§ **Exercise description**: Extract every record, keeping each one exactly as it is.

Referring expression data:
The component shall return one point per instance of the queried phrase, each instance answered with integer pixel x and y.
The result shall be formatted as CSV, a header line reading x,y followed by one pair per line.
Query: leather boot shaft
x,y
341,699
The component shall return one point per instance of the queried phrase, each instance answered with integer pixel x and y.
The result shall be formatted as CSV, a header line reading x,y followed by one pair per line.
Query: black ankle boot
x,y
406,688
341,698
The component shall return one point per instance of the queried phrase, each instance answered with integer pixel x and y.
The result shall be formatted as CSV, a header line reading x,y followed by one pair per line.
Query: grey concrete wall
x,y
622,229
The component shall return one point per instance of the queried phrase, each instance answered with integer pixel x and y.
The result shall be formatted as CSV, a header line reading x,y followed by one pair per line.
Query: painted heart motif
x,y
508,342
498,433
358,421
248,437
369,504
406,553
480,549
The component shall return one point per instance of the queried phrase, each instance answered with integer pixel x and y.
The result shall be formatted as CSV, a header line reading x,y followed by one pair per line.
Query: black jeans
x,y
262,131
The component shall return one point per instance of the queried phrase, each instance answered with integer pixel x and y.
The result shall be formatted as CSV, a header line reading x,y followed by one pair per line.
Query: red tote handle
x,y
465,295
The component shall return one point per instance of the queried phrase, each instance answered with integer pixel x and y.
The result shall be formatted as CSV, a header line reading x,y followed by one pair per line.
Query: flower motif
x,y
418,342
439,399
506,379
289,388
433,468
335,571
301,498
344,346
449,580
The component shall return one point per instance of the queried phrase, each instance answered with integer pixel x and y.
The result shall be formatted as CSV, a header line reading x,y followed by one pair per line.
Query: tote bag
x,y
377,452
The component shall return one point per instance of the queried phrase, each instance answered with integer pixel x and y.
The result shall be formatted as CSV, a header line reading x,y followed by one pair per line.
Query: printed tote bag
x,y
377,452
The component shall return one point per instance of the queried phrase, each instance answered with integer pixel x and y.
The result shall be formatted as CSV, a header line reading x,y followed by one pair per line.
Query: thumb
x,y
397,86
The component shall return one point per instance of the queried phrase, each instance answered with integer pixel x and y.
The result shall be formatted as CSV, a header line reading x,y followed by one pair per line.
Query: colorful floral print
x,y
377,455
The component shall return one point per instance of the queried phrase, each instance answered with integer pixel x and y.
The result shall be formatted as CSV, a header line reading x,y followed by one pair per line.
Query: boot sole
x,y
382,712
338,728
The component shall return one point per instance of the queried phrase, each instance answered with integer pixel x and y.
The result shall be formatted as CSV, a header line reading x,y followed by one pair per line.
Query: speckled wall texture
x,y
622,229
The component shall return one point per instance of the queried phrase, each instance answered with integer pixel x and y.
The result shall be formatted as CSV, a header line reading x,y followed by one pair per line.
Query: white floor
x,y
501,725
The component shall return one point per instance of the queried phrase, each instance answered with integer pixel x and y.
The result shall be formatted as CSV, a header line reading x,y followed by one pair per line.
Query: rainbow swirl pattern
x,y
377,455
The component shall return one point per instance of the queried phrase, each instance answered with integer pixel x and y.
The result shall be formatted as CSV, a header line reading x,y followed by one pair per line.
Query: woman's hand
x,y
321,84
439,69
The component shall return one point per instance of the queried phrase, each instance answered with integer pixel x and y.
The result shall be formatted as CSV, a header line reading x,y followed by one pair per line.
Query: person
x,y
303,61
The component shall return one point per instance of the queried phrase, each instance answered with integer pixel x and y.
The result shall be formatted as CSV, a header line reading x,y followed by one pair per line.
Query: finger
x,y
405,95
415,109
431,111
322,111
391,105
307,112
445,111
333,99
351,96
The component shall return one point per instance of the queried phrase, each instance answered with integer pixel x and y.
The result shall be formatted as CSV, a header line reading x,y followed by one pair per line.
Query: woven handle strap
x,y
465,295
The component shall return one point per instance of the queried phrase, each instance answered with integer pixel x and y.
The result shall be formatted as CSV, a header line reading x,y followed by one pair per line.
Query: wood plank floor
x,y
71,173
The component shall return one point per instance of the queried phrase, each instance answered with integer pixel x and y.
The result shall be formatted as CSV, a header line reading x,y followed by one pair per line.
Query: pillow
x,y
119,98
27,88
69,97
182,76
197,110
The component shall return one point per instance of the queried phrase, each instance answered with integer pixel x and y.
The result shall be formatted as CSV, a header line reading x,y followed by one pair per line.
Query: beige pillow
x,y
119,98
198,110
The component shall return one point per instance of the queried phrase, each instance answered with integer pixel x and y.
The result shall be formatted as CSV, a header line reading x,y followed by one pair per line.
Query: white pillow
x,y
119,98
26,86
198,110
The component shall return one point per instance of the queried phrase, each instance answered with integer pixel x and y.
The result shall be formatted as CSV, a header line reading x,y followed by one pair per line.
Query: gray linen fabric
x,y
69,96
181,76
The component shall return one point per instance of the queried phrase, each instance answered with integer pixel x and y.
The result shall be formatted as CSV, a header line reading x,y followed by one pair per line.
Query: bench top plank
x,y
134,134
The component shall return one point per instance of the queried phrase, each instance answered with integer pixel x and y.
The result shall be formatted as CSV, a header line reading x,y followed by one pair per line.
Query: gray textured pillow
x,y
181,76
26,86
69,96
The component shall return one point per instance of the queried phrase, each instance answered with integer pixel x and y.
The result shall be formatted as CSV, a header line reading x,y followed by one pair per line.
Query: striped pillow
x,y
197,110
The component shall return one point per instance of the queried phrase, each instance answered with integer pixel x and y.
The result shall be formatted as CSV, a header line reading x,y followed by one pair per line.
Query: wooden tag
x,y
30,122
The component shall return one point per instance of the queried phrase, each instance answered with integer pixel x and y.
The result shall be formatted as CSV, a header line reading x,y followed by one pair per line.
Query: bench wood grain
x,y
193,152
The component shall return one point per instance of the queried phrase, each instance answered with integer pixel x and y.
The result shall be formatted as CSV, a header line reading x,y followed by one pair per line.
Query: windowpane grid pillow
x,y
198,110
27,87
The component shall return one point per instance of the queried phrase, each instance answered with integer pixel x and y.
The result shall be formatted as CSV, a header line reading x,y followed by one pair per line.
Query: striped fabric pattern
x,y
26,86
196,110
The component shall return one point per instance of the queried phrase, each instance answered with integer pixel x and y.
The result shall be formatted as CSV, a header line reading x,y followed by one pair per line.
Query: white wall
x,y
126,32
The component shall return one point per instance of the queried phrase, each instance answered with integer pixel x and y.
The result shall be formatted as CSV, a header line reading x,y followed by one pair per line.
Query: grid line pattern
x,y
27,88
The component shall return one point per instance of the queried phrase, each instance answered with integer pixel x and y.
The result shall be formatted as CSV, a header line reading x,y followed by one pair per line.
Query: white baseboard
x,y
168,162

§ **Result below**:
The component shall return one point per instance of the queried phrase, each instance answered with integer pixel x and y.
The result shall be formatted as CSV, a header line reading x,y followed by one pair per line.
Query: leather boot shaft
x,y
341,699
The component shall return one point per instance of the queried phrase, each instance answered with integer pixel x and y.
The result shall be formatted as CSV, a header line reading x,y followed by one pair per line.
Query: black ankle boot
x,y
406,688
341,698
The component shall return one point per instance of the queried phrase, each instance answered with integer pixel x and y.
The result shall be formatted as CSV, a header line reading x,y followed by one pair per line.
Query: grey concrete wall
x,y
622,229
The component shall return one point per instance of the queried phrase, each instance answered with integer pixel x and y.
The result shall be formatted as CSV, a header line reading x,y followed by one pair per line.
Query: painted heart motif
x,y
508,342
498,433
358,421
248,437
369,504
406,553
480,549
The component shall return one point per instance of the queried phrase, each instance answered with integer pixel x and y.
The result shall be formatted as CSV, a header line reading x,y followed by one pair per line.
Query: black jeans
x,y
262,131
The component shall return one point per instance of the queried phrase, each instance answered with integer pixel x and y.
The result shall be formatted as CSV, a header line reading x,y followed by one pair per line.
Query: red tote handle
x,y
465,295
The component shall return one point per instance of the queried phrase, each instance answered with integer pixel x and y.
The result shall be formatted as CSV, a header line reading x,y followed by one pair per line.
Query: flower motif
x,y
418,342
439,399
506,379
289,388
433,468
335,571
301,498
344,346
449,580
The component shall return one point per instance of the queried phrase, each instance answered with integer pixel x and y.
The result shall be formatted as CSV, a header line reading x,y followed by one pair per line.
Query: tote bag
x,y
377,452
The component shall return one point per instance of the queried phrase, each instance answered with integer pixel x and y.
The result shall be formatted as CSV, a header line reading x,y followed by one pair per line.
Query: printed tote bag
x,y
377,452
The component shall return one point per instance of the queried phrase, each instance answered with integer pixel x and y.
The result shall be formatted as CSV, a header line reading x,y followed by one pair per line.
Query: thumb
x,y
397,86
The component shall return one point per instance of the queried phrase, each instance answered with integer pixel x and y.
The result shall be formatted as CSV, a header line reading x,y followed by one pair per line.
Query: colorful floral print
x,y
377,455
The component shall return one point per instance of the queried phrase, each instance answered with integer pixel x and y.
The result shall be formatted as CSV, a header line reading x,y followed by one pair per line.
Query: boot sole
x,y
382,712
338,728
The component shall return one point per instance of the queried phrase, each instance answered with integer pixel x and y.
The result shall be formatted as CSV, a header line reading x,y followed by one pair per line.
Query: speckled wall texture
x,y
622,229
The component shall return one point per instance of the queried phrase, each instance answered with integer pixel x and y.
The result shall be formatted as CSV, a header line reading x,y followed by one pair per line.
Query: white floor
x,y
501,725
The component shall return one point per instance of the queried phrase, each instance answered with integer pixel x and y.
The result shall be formatted as CSV, a header line reading x,y followed by one pair per line.
Query: rainbow swirl pattern
x,y
377,455
The component shall return one point per instance of the queried phrase, each instance answered with integer pixel x and y.
The result shall be formatted as CSV, a header line reading x,y followed by one pair per line.
Query: woman's hand
x,y
321,84
439,69
The component shall return one point per instance of the queried phrase, each instance answered with integer pixel x and y.
The result shall be formatted as CSV, a header line reading x,y followed by one pair per line.
Query: person
x,y
303,61
The component shall return one point per instance of the queried phrase, each instance answered with integer pixel x and y.
The result shall be formatted as CSV, a header line reading x,y followed by one pair per line.
Query: finger
x,y
405,95
415,109
431,111
322,111
391,105
307,112
445,111
333,99
351,96
The component shall return one point per instance of the queried phrase, each instance answered with integer pixel x and y.
The result shall be formatted as CSV, a header line reading x,y followed by one pair per line.
Query: woven handle strap
x,y
465,295
The component shall return one point per instance of the queried phrase, each instance answered with integer pixel x and y.
The result shall be formatted as CSV, a header line reading x,y followed by one pair per line.
Query: wood plank floor
x,y
71,173
The component shall return one point per instance of the queried phrase, each instance answered with integer pixel x and y.
The result shall be formatted as CSV, a header line reading x,y followed by one pair per line.
Query: pillow
x,y
119,98
27,88
69,97
182,76
197,110
The component shall return one point per instance of the queried phrase, each instance answered with integer pixel x and y.
The result shall be formatted as CSV, a header line reading x,y followed by one pair per line.
Query: beige pillow
x,y
119,98
198,110
The component shall return one point per instance of the queried phrase, each instance answered with integer pixel x and y.
The result shall be formatted as CSV, a header line reading x,y followed by one pair per line.
Query: white pillow
x,y
119,98
26,86
198,110
The component shall return one point per instance of the queried phrase, each instance answered with integer pixel x and y.
The result shall be formatted as CSV, a header line reading x,y followed by one pair per line.
Query: gray linen fabric
x,y
69,96
181,76
The component shall return one point per instance of the queried phrase, each instance answered with integer pixel x and y.
The result shall be formatted as CSV, a header line reading x,y followed by one pair per line.
Query: bench top plank
x,y
134,134
The component shall return one point per instance of the queried phrase, each instance answered with integer pixel x and y.
The result shall be formatted as CSV, a header line reading x,y followed by one pair per line.
Query: gray textured pillow
x,y
181,76
26,86
69,96
The component shall return one point per instance of the queried phrase, each instance answered with integer pixel x and y.
The result shall be formatted as CSV, a header line reading x,y followed by one pair per line.
Query: striped pillow
x,y
197,110
The component shall return one point per instance of the queried phrase, each instance answered with integer pixel x and y.
The result shall be formatted as CSV, a header line reading x,y followed by one pair per line.
Query: wooden tag
x,y
30,122
The component shall return one point per instance of the queried phrase, each instance answered with integer pixel x and y.
The result shall be formatted as CSV, a header line reading x,y followed by one pair per line.
Query: bench wood grain
x,y
193,152
The component shall return one point per instance of the queried phrase, each instance answered with integer pixel x and y.
The result shall be formatted as CSV, a header line reading x,y followed by one pair per line.
Query: windowpane grid pillow
x,y
198,110
27,87
The component shall return one point per instance of the queried phrase, each instance answered with integer pixel x and y.
The result shall be formatted as CSV, a header line reading x,y followed by one pair per line.
Query: striped fabric pattern
x,y
26,86
196,110
The component shall return one point per instance of the queried phrase, each instance answered with integer pixel x and y.
The result shall be formatted as CSV, a header line reading x,y followed by one pair per line.
Query: white wall
x,y
126,32
The component shall return one point per instance of the queried phrase, each instance answered with integer pixel x and y.
The result shall be formatted as CSV, a header line reading x,y followed by one pair per line.
Query: grid line pattern
x,y
27,88
The component shall return one point per instance of the queried phrase, each instance answered with integer pixel x and y.
The result shall be formatted as CSV, a header line reading x,y followed by one pair per line.
Query: white baseboard
x,y
168,162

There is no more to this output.